• Task statement: The answer is all of the entries below, repeated exactly and free of pictures.

▬▬▬▬▬▬

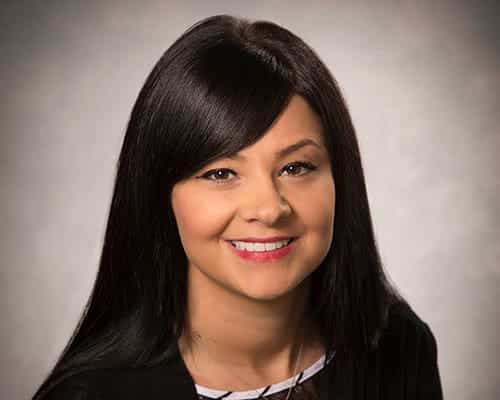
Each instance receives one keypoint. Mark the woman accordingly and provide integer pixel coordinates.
(239, 259)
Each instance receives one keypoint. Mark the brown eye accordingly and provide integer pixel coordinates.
(292, 168)
(217, 175)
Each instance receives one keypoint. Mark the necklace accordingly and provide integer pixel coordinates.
(297, 363)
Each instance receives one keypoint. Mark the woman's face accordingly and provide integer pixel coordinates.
(260, 194)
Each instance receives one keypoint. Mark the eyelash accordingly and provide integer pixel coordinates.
(301, 164)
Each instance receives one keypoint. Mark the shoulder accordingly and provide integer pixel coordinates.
(408, 330)
(408, 355)
(164, 380)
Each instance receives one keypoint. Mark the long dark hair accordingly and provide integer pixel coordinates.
(216, 90)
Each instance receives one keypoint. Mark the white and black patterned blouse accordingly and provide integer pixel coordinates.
(306, 383)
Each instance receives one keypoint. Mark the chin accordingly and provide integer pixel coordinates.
(268, 293)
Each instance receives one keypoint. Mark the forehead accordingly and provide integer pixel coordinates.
(297, 127)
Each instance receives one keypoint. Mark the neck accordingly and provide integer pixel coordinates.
(236, 333)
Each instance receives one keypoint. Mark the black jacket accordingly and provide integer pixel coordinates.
(404, 366)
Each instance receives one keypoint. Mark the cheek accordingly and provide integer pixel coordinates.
(317, 212)
(198, 217)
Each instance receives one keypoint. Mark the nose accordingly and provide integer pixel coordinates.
(264, 202)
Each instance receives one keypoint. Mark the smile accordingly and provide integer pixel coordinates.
(262, 252)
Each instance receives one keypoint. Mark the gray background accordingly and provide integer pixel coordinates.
(422, 82)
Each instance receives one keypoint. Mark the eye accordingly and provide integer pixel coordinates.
(220, 175)
(217, 174)
(297, 165)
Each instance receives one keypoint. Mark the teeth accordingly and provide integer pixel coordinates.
(260, 247)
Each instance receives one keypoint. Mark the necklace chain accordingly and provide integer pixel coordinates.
(297, 364)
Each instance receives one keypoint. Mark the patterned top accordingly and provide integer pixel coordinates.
(305, 387)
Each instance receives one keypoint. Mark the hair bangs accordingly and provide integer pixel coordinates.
(234, 96)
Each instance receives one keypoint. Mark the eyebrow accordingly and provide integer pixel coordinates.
(287, 150)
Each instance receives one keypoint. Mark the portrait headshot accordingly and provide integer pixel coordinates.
(251, 201)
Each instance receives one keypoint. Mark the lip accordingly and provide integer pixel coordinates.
(264, 256)
(262, 240)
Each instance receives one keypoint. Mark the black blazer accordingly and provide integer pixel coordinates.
(404, 366)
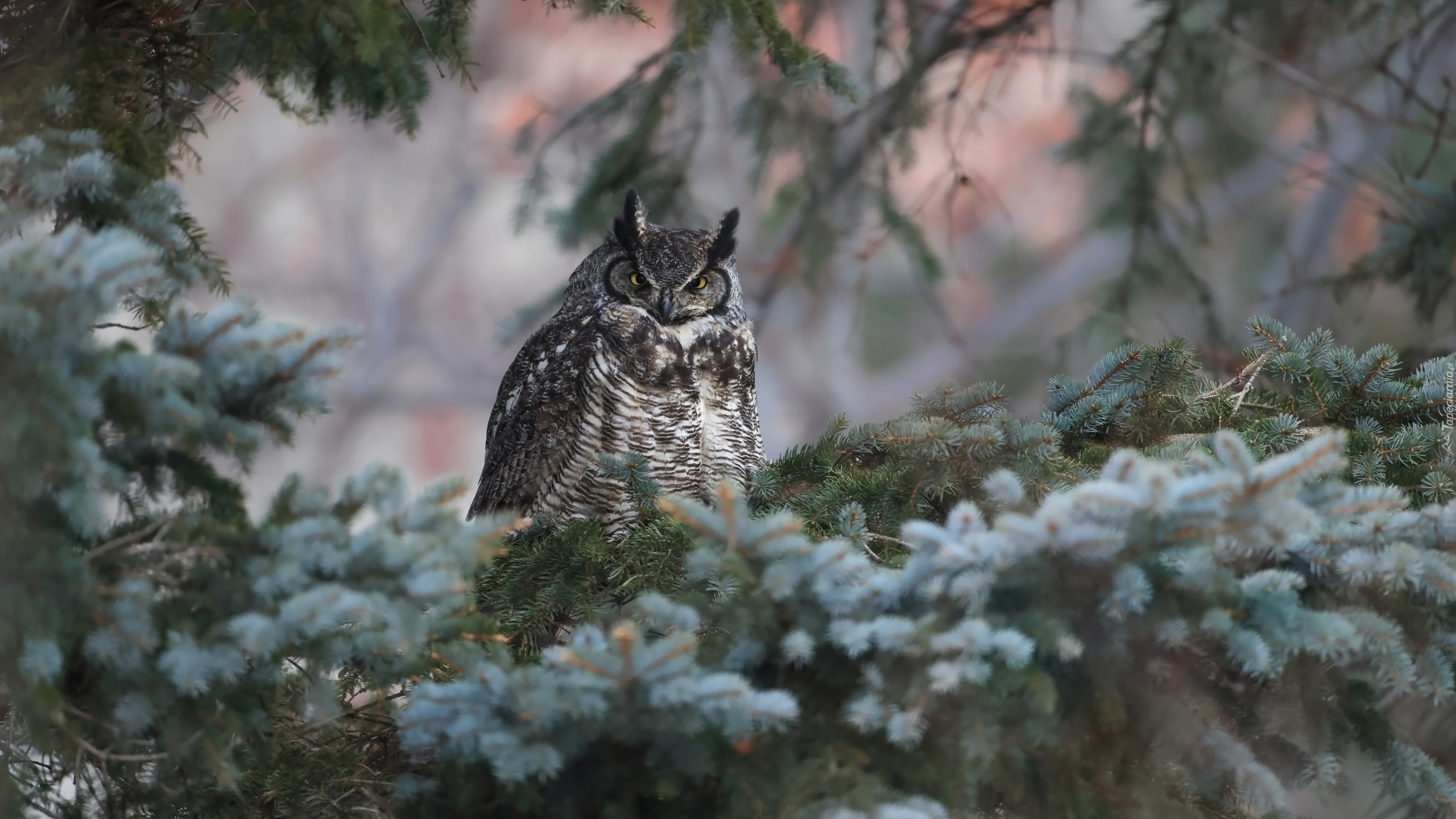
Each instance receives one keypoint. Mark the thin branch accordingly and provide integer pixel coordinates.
(1317, 86)
(155, 528)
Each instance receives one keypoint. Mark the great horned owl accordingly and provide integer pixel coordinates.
(650, 353)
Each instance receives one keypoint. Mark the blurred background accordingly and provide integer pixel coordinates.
(417, 241)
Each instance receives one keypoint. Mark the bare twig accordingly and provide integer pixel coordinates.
(1320, 88)
(155, 528)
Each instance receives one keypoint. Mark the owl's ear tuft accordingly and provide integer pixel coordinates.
(632, 224)
(721, 242)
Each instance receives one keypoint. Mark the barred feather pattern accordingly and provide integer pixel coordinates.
(609, 375)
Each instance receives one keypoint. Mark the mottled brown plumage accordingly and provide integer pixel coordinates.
(653, 353)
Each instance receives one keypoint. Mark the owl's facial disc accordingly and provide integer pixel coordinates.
(670, 299)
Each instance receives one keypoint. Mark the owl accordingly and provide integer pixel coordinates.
(651, 351)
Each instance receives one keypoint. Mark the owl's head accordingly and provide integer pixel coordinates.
(675, 274)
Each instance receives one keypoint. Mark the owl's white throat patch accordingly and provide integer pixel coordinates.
(688, 333)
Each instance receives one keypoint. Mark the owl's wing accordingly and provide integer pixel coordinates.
(541, 414)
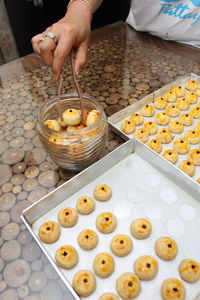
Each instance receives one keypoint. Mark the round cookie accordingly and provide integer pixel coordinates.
(128, 126)
(137, 119)
(71, 116)
(164, 135)
(102, 192)
(175, 126)
(146, 267)
(85, 205)
(141, 134)
(67, 217)
(171, 155)
(52, 124)
(155, 145)
(182, 146)
(128, 285)
(106, 222)
(191, 85)
(160, 102)
(189, 270)
(66, 257)
(195, 112)
(194, 156)
(73, 128)
(151, 127)
(140, 228)
(147, 110)
(183, 103)
(170, 96)
(186, 119)
(55, 139)
(92, 117)
(104, 265)
(172, 110)
(193, 136)
(191, 97)
(87, 239)
(166, 248)
(84, 283)
(62, 123)
(162, 118)
(108, 296)
(121, 245)
(187, 167)
(178, 90)
(49, 232)
(173, 289)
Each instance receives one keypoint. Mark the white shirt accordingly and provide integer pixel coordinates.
(177, 20)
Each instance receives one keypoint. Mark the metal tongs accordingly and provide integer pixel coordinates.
(78, 89)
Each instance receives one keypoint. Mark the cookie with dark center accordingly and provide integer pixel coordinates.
(189, 270)
(128, 285)
(173, 289)
(166, 248)
(67, 217)
(146, 267)
(49, 232)
(140, 228)
(66, 257)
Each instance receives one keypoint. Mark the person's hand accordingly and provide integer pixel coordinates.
(71, 32)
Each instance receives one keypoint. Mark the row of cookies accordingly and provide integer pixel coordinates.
(69, 254)
(166, 135)
(121, 245)
(128, 285)
(49, 231)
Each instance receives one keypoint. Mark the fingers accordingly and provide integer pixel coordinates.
(36, 42)
(47, 48)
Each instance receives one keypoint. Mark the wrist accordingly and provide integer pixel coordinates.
(80, 6)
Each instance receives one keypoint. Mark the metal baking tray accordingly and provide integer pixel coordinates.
(116, 120)
(143, 185)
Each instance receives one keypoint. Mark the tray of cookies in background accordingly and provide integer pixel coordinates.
(168, 122)
(121, 229)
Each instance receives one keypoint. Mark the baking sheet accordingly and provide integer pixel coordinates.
(139, 190)
(116, 120)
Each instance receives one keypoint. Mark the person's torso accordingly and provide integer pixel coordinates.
(177, 20)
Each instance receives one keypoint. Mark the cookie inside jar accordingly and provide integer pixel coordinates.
(73, 141)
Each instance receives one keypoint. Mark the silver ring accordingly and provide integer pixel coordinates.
(41, 39)
(51, 35)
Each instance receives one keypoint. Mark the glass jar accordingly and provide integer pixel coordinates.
(78, 149)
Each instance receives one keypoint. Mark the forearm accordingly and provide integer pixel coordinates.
(92, 4)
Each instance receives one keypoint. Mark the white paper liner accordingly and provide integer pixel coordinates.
(140, 192)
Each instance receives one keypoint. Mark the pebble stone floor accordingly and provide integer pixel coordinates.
(120, 71)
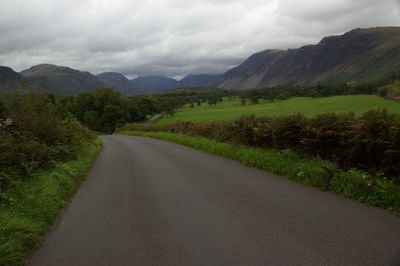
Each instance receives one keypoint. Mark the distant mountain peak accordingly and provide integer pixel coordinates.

▬▬▬▬▬▬

• Written solution:
Each instance receives one keypoint. Mark the woman accordingly and provide integer pixel coordinates.
(239, 259)
Each instance receives one keypoint. Mark the brown eye accordingly and provide integer pixel coordinates.
(292, 168)
(217, 175)
Each instance receives one keypoint. Mark the necklace accordingly and provide integer pixel coordinates.
(297, 363)
Each instance receives one keypoint. Mark the woman's face accordingly and provide integer pixel coordinates.
(260, 194)
Each instance receives one keypoint. Mark the eyelash accordingly and provide integer pixel coordinates.
(301, 164)
Each instance receives one keypoint. Mark the shoulder accordingly and provide integer pixel coordinates.
(408, 330)
(408, 355)
(164, 380)
Each instance receives one keypoint. Mark the long dark hair accordingly and provide integer pixel coordinates.
(216, 90)
Each instance receives one keypoint. Mark the white and black patterned blouse accordingly and provide integer pixel coordinates.
(306, 383)
Each instance receives one keypoint. Mark the chin accordingly and provide integer pixel coordinates.
(268, 293)
Each instance receives one keypoint. Mark the forehead accordingly and provide integer pixel coordinates.
(297, 127)
Each instance receives one keypoint. Mark the neck accordingly and provide integer pixel coordinates.
(236, 333)
Each instance receives one keypoint. Mark the black jacket accordingly and provide integer pixel coordinates.
(404, 366)
Each instance receives one keypoint. Mark the cheek accordingly and provide integer pixel coordinates.
(317, 212)
(198, 217)
Each instance receives one keypoint. Mark the nose accordingly and provide integer pixel coordinates.
(264, 202)
Each instance receives one keypoint. Mark the smile accordingly and provide integer pixel coordinates.
(262, 252)
Each instance receives one keypoint. Mark the gray background accordingly and provide integer pixel coordinates.
(422, 82)
Each instance receives one keypoint. Mark the eye accordingly and provide integer pixel coordinates.
(220, 175)
(217, 174)
(297, 165)
Each instance receives one keypoint. Mark the teeth accordingly and provide integer pixel coordinates.
(260, 247)
Each instance receives one keypoint. Mark the necklace chain accordingly and provide integer pixel coordinates.
(297, 364)
Each instance receives one keypoint. Mark the patterned top accordingly and provide integer pixel coordinates.
(305, 387)
Each instance receives one keypoint. Mark the hair bangs accordingly and provide integer pixel coordinates.
(234, 96)
Each instance receives one keypoint. Mark the eyebrow accordingly and provide integer pixel coordinates.
(287, 150)
Each instance receives one keypoint. Mark the portrait headshot accordingly and provide integer pixel coordinates.
(251, 201)
Each instance receives one keypoint. Mark the lip accordingly and provide integer pixel coordinates.
(264, 256)
(262, 240)
Each instance receives one keypoint. Mark the black blazer accordingly and provide integer pixel coordinates.
(404, 366)
Each instance receives one keypoint. Mark the thin branch accordingly and provide integer pixel coordinates.
(1317, 86)
(155, 528)
Each instance receives one keypoint. Mark the great horned owl accordingly and provide integer pixel coordinates.
(650, 353)
Each instance receives one keypoint. Mark the blurred background accordingly and provide integer pixel coordinates.
(417, 241)
Each instance receives one keypoint. Mark the bare twig accordingly and provide integer pixel coordinates.
(1320, 88)
(155, 528)
Each instance receives one keypoint. Mark the owl's ear tuft accordingly and provide integer pixel coordinates.
(632, 224)
(721, 242)
Each instance receives one keypoint. Mark the barred feather pattern accordingly and provide integer pixel coordinates.
(609, 375)
Each instance receives one keypoint. Mark the mottled brown plumage accordingly and provide integer pixel coordinates.
(653, 353)
Each instance receives one keypoint. Mark the owl's facial disc accordingly and provide integer pixel coordinates.
(670, 299)
Each instance receives one keypoint. Mark the owl accordingly and provide integer pixel coordinates.
(651, 351)
Each instance receives one keypoint. Mark the owl's head accordingly and provide integer pixel coordinates.
(675, 274)
Each instance receives one keypoint. Mark the owl's white throat patch accordingly and provide integer pixel coordinates.
(688, 333)
Each instance receives one keypoint. Mark the owl's wing accordingly and provide integer pixel coordinates.
(541, 414)
Each instance receives one keypoint. Mark the round cookie accordingly and provide integer pixel coordinates.
(128, 126)
(137, 119)
(71, 116)
(164, 135)
(102, 192)
(175, 126)
(146, 267)
(85, 205)
(141, 134)
(67, 217)
(171, 155)
(52, 124)
(155, 145)
(182, 146)
(128, 285)
(106, 222)
(191, 85)
(160, 102)
(189, 270)
(66, 257)
(195, 112)
(194, 156)
(73, 128)
(151, 127)
(140, 228)
(147, 110)
(183, 103)
(170, 96)
(186, 119)
(55, 139)
(92, 117)
(104, 265)
(172, 110)
(193, 136)
(191, 97)
(87, 239)
(166, 248)
(84, 283)
(62, 123)
(162, 118)
(108, 296)
(121, 245)
(187, 167)
(178, 90)
(49, 232)
(173, 289)
Each instance receives one keypoint. Mark the white shirt accordingly and provide integer pixel coordinates.
(177, 20)
Each instance receives one keypoint. Mark the metal tongs accordingly and provide integer pixel coordinates.
(78, 89)
Each instance receives one keypoint. Mark the cookie with dark center accordingly and provide integer pixel coordinates.
(189, 270)
(128, 285)
(173, 289)
(166, 248)
(67, 217)
(146, 267)
(49, 232)
(140, 228)
(66, 257)
Each instance receives one keypoint. Mark the person's hand accordingly and provide integer pixel coordinates.
(71, 32)
Each instance receives one keypoint. Mark the row of cookies accordingly and provide integer pixel coordinates.
(69, 254)
(166, 135)
(121, 245)
(128, 285)
(49, 231)
Each instance receives one keypoint. Mark the fingers accordingly and provide integer pixel coordinates.
(36, 42)
(47, 48)
Each instance receives one keypoint. Mark the wrist accordingly and provide integer pixel coordinates.
(80, 6)
Each instance receives one keypoint. Mark the metal baking tray accordingly and provide integer pixel coordinates.
(116, 120)
(143, 185)
Each instance receives one keypoint. Mark the tray of cookies in background accordingly and provide integer pixel coordinates.
(168, 122)
(121, 229)
Each instance receives one keypoint. Mark the baking sheet accordingly and provide integer pixel coordinates.
(139, 190)
(116, 120)
Each instance receives one keypoint. Mark the person's torso accordingly and provide integer pixel coordinates.
(177, 20)
Each instance receives one keypoint. Mark the cookie inside jar accordingly and provide integer pixel coordinates.
(73, 141)
Each instance receives one keypoint. Mark the silver ring accordingly and provide integer pixel coordinates.
(41, 39)
(51, 35)
Each instance receives one keypoint. Mark the glass jar accordingly and provide integer pixel coordinates.
(78, 149)
Each instance receives one keypoint. Mark the forearm accordingly and provide integer pixel coordinates.
(92, 4)
Each instance receives one keypoint. Mark the white paper liner accordingly and provide integer pixel coordinates.
(140, 192)
Each instance receives one keypoint. Mark the pebble stone floor accordingly and provide integer pixel coordinates.
(120, 71)
Each instance receives one keypoint. Mark the distant mountain peak accordingly and provide integer pixel coordinates.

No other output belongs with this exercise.